■ Segmentation mask data:
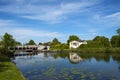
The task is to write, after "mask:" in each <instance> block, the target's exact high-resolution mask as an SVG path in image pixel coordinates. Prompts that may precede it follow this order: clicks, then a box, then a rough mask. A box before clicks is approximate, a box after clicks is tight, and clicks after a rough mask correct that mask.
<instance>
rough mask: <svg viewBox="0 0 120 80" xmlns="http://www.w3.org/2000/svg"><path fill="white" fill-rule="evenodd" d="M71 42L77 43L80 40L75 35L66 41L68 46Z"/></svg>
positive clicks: (76, 36)
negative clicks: (66, 41)
mask: <svg viewBox="0 0 120 80" xmlns="http://www.w3.org/2000/svg"><path fill="white" fill-rule="evenodd" d="M73 40H77V41H79V40H80V39H79V37H78V36H76V35H71V36H69V39H68V40H67V44H69V43H70V42H71V41H73Z"/></svg>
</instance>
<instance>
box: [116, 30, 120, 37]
mask: <svg viewBox="0 0 120 80" xmlns="http://www.w3.org/2000/svg"><path fill="white" fill-rule="evenodd" d="M116 32H117V34H118V35H119V36H120V28H119V29H117V30H116Z"/></svg>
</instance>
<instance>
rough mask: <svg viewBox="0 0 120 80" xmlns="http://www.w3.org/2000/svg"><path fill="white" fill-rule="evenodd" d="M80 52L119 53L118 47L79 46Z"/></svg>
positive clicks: (119, 49)
mask: <svg viewBox="0 0 120 80" xmlns="http://www.w3.org/2000/svg"><path fill="white" fill-rule="evenodd" d="M77 51H79V52H82V53H120V48H81V49H78V50H77Z"/></svg>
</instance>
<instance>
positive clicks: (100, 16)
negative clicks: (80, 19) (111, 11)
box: [93, 12, 120, 27]
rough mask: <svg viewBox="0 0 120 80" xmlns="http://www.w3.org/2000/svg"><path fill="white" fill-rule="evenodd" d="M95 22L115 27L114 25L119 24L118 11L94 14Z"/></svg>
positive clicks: (119, 12) (94, 18) (94, 19)
mask: <svg viewBox="0 0 120 80" xmlns="http://www.w3.org/2000/svg"><path fill="white" fill-rule="evenodd" d="M93 19H94V20H95V22H97V23H99V24H103V25H104V26H105V25H107V26H109V27H115V26H120V12H116V13H113V14H110V15H105V16H102V15H99V14H97V15H95V16H94V17H93Z"/></svg>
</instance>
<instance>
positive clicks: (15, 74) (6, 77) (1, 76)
mask: <svg viewBox="0 0 120 80" xmlns="http://www.w3.org/2000/svg"><path fill="white" fill-rule="evenodd" d="M0 80H25V78H24V76H23V75H22V74H21V72H20V71H19V70H18V68H17V67H16V66H15V64H13V63H12V62H11V61H10V58H8V57H7V56H5V55H3V54H0Z"/></svg>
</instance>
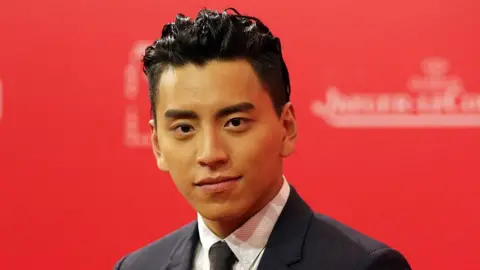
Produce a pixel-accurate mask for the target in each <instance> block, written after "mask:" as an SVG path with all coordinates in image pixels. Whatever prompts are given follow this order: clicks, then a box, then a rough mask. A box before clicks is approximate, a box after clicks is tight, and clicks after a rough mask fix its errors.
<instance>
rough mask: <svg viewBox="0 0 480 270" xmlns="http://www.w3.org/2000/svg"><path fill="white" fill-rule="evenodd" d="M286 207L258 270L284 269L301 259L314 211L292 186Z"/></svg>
mask: <svg viewBox="0 0 480 270" xmlns="http://www.w3.org/2000/svg"><path fill="white" fill-rule="evenodd" d="M290 188H291V190H290V195H289V198H288V200H287V203H286V204H285V207H284V209H283V211H282V213H281V214H280V216H279V217H278V221H277V223H276V224H275V227H274V228H273V231H272V234H271V235H270V238H269V240H268V242H267V246H266V248H265V253H264V254H263V256H262V259H261V261H260V264H259V266H258V270H271V269H276V270H283V269H288V266H290V265H292V264H294V263H296V262H298V261H300V259H301V257H302V246H303V242H304V240H305V234H306V232H307V229H308V226H309V223H310V220H311V218H312V216H313V211H312V210H311V209H310V207H309V206H308V205H307V204H306V203H305V202H304V201H303V200H302V198H300V196H299V195H298V193H297V192H296V190H295V189H294V188H293V187H292V186H291V187H290Z"/></svg>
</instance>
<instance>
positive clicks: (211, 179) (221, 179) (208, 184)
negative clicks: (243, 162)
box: [195, 176, 241, 186]
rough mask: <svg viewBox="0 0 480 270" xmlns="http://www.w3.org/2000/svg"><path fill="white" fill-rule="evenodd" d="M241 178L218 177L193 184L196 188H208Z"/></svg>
mask: <svg viewBox="0 0 480 270" xmlns="http://www.w3.org/2000/svg"><path fill="white" fill-rule="evenodd" d="M240 178H241V176H219V177H207V178H203V179H202V180H200V181H198V182H196V183H195V185H196V186H208V185H216V184H220V183H225V182H230V181H236V180H238V179H240Z"/></svg>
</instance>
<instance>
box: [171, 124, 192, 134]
mask: <svg viewBox="0 0 480 270" xmlns="http://www.w3.org/2000/svg"><path fill="white" fill-rule="evenodd" d="M173 131H175V132H177V133H180V134H185V133H190V132H192V131H193V127H192V126H190V125H187V124H179V125H176V126H174V127H173Z"/></svg>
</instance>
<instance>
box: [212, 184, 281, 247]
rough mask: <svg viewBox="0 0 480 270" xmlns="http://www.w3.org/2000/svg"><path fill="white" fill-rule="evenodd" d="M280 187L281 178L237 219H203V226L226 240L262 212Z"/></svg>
mask: <svg viewBox="0 0 480 270" xmlns="http://www.w3.org/2000/svg"><path fill="white" fill-rule="evenodd" d="M282 185H283V177H282V178H281V181H277V182H276V183H275V186H274V187H273V188H272V189H271V192H270V193H269V194H268V195H267V196H264V197H262V198H260V199H259V200H258V201H257V202H256V203H255V204H254V205H252V207H251V208H250V210H248V211H247V212H246V213H245V214H244V215H242V216H240V217H239V218H236V219H229V220H209V219H206V218H203V220H204V222H205V225H206V226H207V227H208V229H210V231H212V232H213V233H214V234H215V235H216V236H218V237H219V238H221V239H225V238H227V237H228V236H229V235H230V234H232V233H233V232H234V231H236V230H237V229H238V228H240V227H241V226H242V225H243V224H245V222H247V221H248V220H249V219H250V218H251V217H253V216H254V215H255V214H257V213H258V212H259V211H260V210H262V209H263V208H264V207H265V206H266V205H267V204H268V203H269V202H270V201H271V200H273V198H275V196H276V195H277V194H278V193H279V192H280V189H281V188H282Z"/></svg>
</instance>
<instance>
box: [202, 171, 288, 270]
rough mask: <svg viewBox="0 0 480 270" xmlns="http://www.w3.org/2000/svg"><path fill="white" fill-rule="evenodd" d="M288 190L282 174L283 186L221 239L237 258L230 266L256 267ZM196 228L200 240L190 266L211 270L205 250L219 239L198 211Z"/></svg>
mask: <svg viewBox="0 0 480 270" xmlns="http://www.w3.org/2000/svg"><path fill="white" fill-rule="evenodd" d="M289 194H290V186H289V185H288V183H287V180H286V179H285V177H283V185H282V188H281V189H280V191H279V192H278V194H277V195H276V196H275V198H273V200H272V201H270V202H269V203H268V204H267V205H266V206H265V207H264V208H263V209H262V210H260V211H259V212H258V213H257V214H255V215H254V216H253V217H251V218H250V219H249V220H248V221H247V222H245V224H243V225H242V226H241V227H240V228H238V229H237V230H236V231H234V232H233V233H232V234H230V235H229V236H228V237H227V238H225V239H224V241H225V242H227V244H228V246H229V247H230V249H231V250H232V252H233V253H234V254H235V256H236V257H237V259H238V261H237V262H236V263H235V265H234V266H233V270H256V269H257V267H258V264H259V262H260V259H261V257H262V255H263V252H264V249H265V245H266V244H267V241H268V238H269V237H270V234H271V233H272V230H273V227H274V225H275V223H276V222H277V219H278V217H279V215H280V213H281V212H282V210H283V207H284V206H285V204H286V202H287V199H288V195H289ZM198 232H199V236H200V241H199V243H198V246H197V249H196V252H195V258H194V262H193V265H194V268H193V269H194V270H210V261H209V258H208V251H209V249H210V247H211V246H212V245H213V244H215V243H216V242H218V241H221V240H222V239H220V238H219V237H218V236H216V235H215V234H214V233H213V232H212V231H210V229H209V228H208V227H207V226H206V225H205V223H204V221H203V218H202V217H201V216H200V214H198Z"/></svg>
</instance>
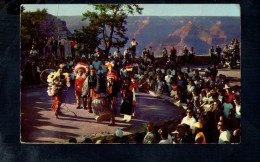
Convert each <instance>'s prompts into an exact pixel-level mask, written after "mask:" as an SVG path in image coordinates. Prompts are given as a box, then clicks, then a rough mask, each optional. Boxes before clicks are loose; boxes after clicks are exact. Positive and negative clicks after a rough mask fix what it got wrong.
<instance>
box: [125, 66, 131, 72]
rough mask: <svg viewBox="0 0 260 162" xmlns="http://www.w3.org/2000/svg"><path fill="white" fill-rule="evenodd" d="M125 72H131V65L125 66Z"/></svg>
mask: <svg viewBox="0 0 260 162" xmlns="http://www.w3.org/2000/svg"><path fill="white" fill-rule="evenodd" d="M125 69H126V71H132V70H133V66H132V65H127V66H126V67H125Z"/></svg>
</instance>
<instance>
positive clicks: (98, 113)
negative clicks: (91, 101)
mask: <svg viewBox="0 0 260 162" xmlns="http://www.w3.org/2000/svg"><path fill="white" fill-rule="evenodd" d="M91 107H92V109H93V113H94V117H95V119H96V121H97V122H101V121H107V120H109V119H110V118H111V116H112V114H111V111H110V105H109V103H108V101H107V99H106V98H105V97H99V98H96V99H94V100H93V101H92V103H91Z"/></svg>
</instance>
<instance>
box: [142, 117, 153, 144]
mask: <svg viewBox="0 0 260 162" xmlns="http://www.w3.org/2000/svg"><path fill="white" fill-rule="evenodd" d="M155 140H156V135H155V133H154V124H153V122H148V123H147V133H146V135H145V136H144V139H143V143H144V144H152V143H155Z"/></svg>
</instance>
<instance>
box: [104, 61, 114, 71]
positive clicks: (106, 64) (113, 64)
mask: <svg viewBox="0 0 260 162" xmlns="http://www.w3.org/2000/svg"><path fill="white" fill-rule="evenodd" d="M106 65H107V68H108V69H109V70H111V69H112V68H113V67H114V63H113V62H107V63H106Z"/></svg>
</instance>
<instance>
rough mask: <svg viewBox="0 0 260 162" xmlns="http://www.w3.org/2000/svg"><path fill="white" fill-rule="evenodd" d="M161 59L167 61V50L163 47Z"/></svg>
mask: <svg viewBox="0 0 260 162" xmlns="http://www.w3.org/2000/svg"><path fill="white" fill-rule="evenodd" d="M162 57H163V58H164V59H167V57H168V52H167V49H166V48H165V47H164V48H163V50H162Z"/></svg>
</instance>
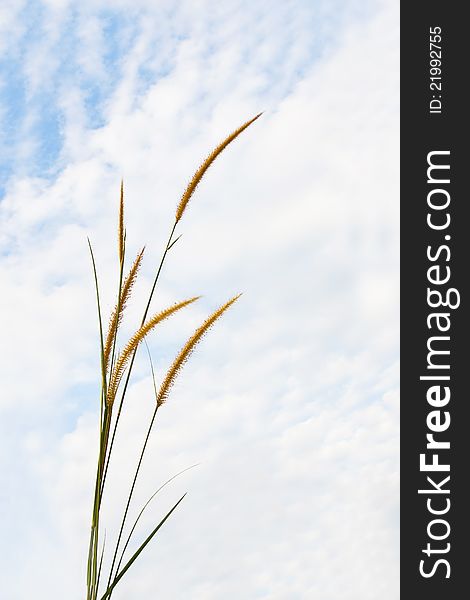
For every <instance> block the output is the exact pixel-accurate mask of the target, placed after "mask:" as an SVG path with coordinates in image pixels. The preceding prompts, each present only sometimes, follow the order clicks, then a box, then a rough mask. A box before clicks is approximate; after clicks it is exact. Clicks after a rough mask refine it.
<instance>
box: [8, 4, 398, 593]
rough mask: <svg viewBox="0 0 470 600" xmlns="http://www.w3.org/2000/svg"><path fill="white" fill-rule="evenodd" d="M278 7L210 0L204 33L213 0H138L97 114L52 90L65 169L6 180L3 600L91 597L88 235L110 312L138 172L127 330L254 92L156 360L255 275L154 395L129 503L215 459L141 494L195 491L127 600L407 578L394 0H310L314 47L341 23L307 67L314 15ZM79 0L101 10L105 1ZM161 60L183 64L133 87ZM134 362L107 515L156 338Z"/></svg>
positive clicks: (132, 437)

■ Job item: Rewrite the listing from its start through the line with "box: [93, 12, 120, 27]", replacing each "positive clicks" with "inclusion clicks" and leaving everything else as it is. Omit the pictures.

■ Solution:
The task is to write, after "mask:" in each <instance> block, the target's exact high-resolution mask as an SVG path in image pixel coordinates. Prompts that may precede it follow this order: clicks, then a box, then a rough mask. A box before clicks is approximate, a box after clicks is tight, and clicks after a rough mask correct that mask.
<instance>
rough mask: <svg viewBox="0 0 120 80" xmlns="http://www.w3.org/2000/svg"><path fill="white" fill-rule="evenodd" d="M71 42L77 43L80 40L75 35L66 41L68 46Z"/></svg>
inclusion clicks: (76, 36)
negative clicks: (66, 41)
mask: <svg viewBox="0 0 120 80" xmlns="http://www.w3.org/2000/svg"><path fill="white" fill-rule="evenodd" d="M73 40H77V41H79V40H80V39H79V37H78V36H76V35H71V36H69V39H68V40H67V44H69V43H70V42H71V41H73Z"/></svg>
</instance>
<instance>
box: [116, 30, 120, 37]
mask: <svg viewBox="0 0 120 80" xmlns="http://www.w3.org/2000/svg"><path fill="white" fill-rule="evenodd" d="M116 32H117V34H118V35H119V36H120V28H119V29H117V30H116Z"/></svg>
</instance>
<instance>
rough mask: <svg viewBox="0 0 120 80" xmlns="http://www.w3.org/2000/svg"><path fill="white" fill-rule="evenodd" d="M80 52L119 53L118 47L79 46Z"/></svg>
inclusion clicks: (119, 49)
mask: <svg viewBox="0 0 120 80" xmlns="http://www.w3.org/2000/svg"><path fill="white" fill-rule="evenodd" d="M77 51H79V52H82V53H120V48H81V49H78V50H77Z"/></svg>
</instance>
<instance>
inclusion clicks: (100, 16)
negative clicks: (80, 19) (111, 11)
box: [93, 12, 120, 27]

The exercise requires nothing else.